_Zadania do wykonania_
a - Na jaką karę Sąd Rejonowy w Piotrkowie Trybunalskim skazał P. H. według tekstu orzeczenia?
b - Napisz dalszy ciąg tekstu orzeczenia w sprawie P. H., zaczynając od miejsca, w którym się urywa.

_Tekst źródłowy_
==*==

Pełny tekst orzeczenia

Sygn. akt IV Ka 25/17

UZASADNIENIE

P. H. został oskarżony o to, że w dniu 8 lutego 2016 roku podczas i w związku z wykonywaniem obowiązków służbowych w postaci konwoju z Aresztu Śledczego w P. do Sądu Okręgowego w Sieradzu, dokonał znieważenia funkcjonariuszy K. M. i A. Z. z Wydziału Konwojowego Komendy Wojewódzkiej Policji w Ł. na terenie Aresztu Śledczego w P. oraz w trakcie przejazdu przez P., tj. o czyn z art. 226 § 1 kk. /k. 65/

Wyrokiem Sądu Rejonowego w Piotrkowie Trybunalskim z dnia 27 września 2016r. sygn. akt II K 446/16 P. H. został uznany za winnego popełnienia zarzucanego mu czynu wyczerpującego dyspozycję art. 226 § 1 kk, za który wymierzono mu w oparciu o art. 226 § 1 kk karę 8 miesięcy pozbawienia wolności. Zasądzono także od Skarbu Państwa na rzecz adw. E. Ł. kwotę 1.033,20 zł tytułem zwrotu kosztów pomocy prawnej udzielonej oskarżonemu z urzędu. Ponadto obciążono oskarżonego wydatkami w kwocie 1.103,20 zł oraz wymierzono mu 180 zł opłaty. /k. 88/

Od opisanego wyroku apelację wniósł oskarżony P. H., który zaskarżył go w całości stawiając w istocie rzeczy zarzut błędu w ustaleniach faktycznych przyjętych za podstawę orzeczenia, który miał mieć wpływ na jego treść, a polegać na przypisaniu oskarżonemu sprawstwa zarzucanego mu czynu w wyniku niekorzystnej dla niego oceny materiału dowodowego. W szczególności, P. H. chodziło o to, że Sąd I instancji niesłusznie przypisał walor wiarygodności zeznaniom K. M. i A. Z.. Nie zauważył bowiem przy tym, że były one idealne zbieżne, a poza tym nie wziął pod uwagę, że taka, a nie inna treść relacji pokrzywdzonych miała wynikać z chęci odwetu na P. H. za to, że pisał on liczne skargi na funkcjonariuszy Służby Więziennej. Ponadto oskarżony podnosił również, iż obciążające go zeznania wiążą się z tym, że dochodzi odszkodowania z tytułu wypadku komunikacyjnego, w którym ucierpiał podczas wcześniejszego konwojowania. Zdaniem oskarżonego, niekorzystna dla niego ocena dowodów miała wynikać z uprzedniej jego karalności za podobne czyny, a tymczasem wyciągnął on już należyte wnioski z tego. W czasie zaś przewożenia do Sądu miał jedynie zwrócił uwagę kierowcy, aby jechał wolniej i nie po dziurach, ale to nic nie dało.

==*==

(Zapisy adnotacji współrzędnych)
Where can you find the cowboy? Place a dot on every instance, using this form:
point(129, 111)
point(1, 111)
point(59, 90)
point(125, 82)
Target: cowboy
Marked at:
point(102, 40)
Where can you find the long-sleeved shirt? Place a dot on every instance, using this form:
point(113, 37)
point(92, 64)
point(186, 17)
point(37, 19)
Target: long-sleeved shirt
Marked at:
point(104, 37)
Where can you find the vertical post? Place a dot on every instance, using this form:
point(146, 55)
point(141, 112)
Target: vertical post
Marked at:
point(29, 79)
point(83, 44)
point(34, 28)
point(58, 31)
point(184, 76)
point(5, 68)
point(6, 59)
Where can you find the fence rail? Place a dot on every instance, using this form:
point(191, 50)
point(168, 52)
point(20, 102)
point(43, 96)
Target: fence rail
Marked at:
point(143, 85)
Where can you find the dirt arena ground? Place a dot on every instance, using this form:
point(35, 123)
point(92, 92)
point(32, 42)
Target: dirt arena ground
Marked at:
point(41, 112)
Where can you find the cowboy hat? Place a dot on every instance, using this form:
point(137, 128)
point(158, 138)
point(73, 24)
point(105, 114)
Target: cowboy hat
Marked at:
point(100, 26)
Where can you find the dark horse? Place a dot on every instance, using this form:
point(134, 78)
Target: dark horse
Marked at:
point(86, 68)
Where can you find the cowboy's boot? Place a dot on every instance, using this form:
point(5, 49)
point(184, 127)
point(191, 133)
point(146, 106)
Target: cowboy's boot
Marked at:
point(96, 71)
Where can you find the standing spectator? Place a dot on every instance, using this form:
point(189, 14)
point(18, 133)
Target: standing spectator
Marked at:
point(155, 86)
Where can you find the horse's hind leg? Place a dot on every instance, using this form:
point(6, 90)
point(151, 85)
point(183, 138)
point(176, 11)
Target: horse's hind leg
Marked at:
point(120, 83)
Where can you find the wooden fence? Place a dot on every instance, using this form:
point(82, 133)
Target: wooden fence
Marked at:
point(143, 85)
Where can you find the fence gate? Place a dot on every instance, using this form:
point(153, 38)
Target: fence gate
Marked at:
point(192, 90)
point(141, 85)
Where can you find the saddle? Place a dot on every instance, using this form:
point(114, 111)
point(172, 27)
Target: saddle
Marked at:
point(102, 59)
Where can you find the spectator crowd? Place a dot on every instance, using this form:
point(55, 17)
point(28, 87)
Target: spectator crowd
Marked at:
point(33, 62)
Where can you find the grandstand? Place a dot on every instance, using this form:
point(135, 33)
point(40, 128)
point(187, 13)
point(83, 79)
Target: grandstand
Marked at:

==*==

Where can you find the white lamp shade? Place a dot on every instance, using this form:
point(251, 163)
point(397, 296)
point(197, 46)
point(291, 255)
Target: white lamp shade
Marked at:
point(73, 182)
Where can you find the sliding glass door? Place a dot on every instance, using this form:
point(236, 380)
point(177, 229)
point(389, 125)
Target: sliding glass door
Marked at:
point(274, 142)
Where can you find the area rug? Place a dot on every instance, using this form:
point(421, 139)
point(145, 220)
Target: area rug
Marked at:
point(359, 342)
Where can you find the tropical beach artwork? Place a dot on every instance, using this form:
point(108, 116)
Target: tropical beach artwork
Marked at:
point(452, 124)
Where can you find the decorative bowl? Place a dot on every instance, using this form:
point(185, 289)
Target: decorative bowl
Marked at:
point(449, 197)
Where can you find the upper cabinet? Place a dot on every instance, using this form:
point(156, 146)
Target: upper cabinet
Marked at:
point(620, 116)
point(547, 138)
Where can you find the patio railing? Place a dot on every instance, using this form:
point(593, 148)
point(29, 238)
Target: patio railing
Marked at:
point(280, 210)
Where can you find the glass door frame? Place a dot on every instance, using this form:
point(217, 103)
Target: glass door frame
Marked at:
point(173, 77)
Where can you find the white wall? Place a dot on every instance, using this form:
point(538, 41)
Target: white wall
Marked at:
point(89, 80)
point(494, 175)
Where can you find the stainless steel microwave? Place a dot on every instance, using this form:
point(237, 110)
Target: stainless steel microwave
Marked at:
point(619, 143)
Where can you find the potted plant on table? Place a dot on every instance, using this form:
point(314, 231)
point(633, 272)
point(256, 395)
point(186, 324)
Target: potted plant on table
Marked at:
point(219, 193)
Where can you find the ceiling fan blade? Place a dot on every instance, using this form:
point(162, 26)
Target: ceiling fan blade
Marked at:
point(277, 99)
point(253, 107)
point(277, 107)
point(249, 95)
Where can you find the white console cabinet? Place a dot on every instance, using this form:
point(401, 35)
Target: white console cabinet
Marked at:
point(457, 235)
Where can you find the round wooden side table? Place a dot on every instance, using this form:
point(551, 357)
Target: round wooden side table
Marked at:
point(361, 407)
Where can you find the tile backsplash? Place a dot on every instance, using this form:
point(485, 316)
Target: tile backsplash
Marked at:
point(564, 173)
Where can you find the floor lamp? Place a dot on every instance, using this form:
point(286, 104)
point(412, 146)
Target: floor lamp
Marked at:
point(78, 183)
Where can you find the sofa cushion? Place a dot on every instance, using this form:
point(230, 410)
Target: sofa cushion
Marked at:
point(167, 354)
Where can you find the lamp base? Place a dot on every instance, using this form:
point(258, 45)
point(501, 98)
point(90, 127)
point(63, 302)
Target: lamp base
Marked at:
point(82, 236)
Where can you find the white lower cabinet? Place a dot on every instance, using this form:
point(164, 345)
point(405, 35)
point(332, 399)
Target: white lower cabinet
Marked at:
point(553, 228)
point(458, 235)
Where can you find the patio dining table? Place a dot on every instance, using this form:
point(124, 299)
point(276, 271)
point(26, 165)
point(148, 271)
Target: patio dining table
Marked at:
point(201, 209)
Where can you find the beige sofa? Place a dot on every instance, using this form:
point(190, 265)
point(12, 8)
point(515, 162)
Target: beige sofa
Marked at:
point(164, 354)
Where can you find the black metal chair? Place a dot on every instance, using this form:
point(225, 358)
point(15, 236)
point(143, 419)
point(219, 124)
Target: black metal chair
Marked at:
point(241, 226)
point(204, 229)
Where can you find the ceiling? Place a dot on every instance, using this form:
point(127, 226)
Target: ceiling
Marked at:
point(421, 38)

==*==

_Odpowiedzi_
a - Sąd wymierzył P. H. karę 8 miesięcy pozbawienia wolności.

b -
P. H. w swojej skardze apelacyjnej odnosił się także do tego co się działo następnie w Sądzie Okręgowym w Sieradzu i wnosił o przesłuchanie na te okoliczności funkcjonariuszy, którzy doprowadzali oskarżonego na salę rozpraw oraz świadka, który miał słyszeć w jaki sposób w wymienionym Sądzie zwracał się do P. H. pokrzywdzony A. Z..

W apelacji oskarżony stawiał także zarzut rażącej niewspółmierności kary oraz nienależytego wykonywania obowiązków przez obrońcę z urzędu, który na dodatek został mu jeszcze cofnięty po ogłoszeniu wyroku.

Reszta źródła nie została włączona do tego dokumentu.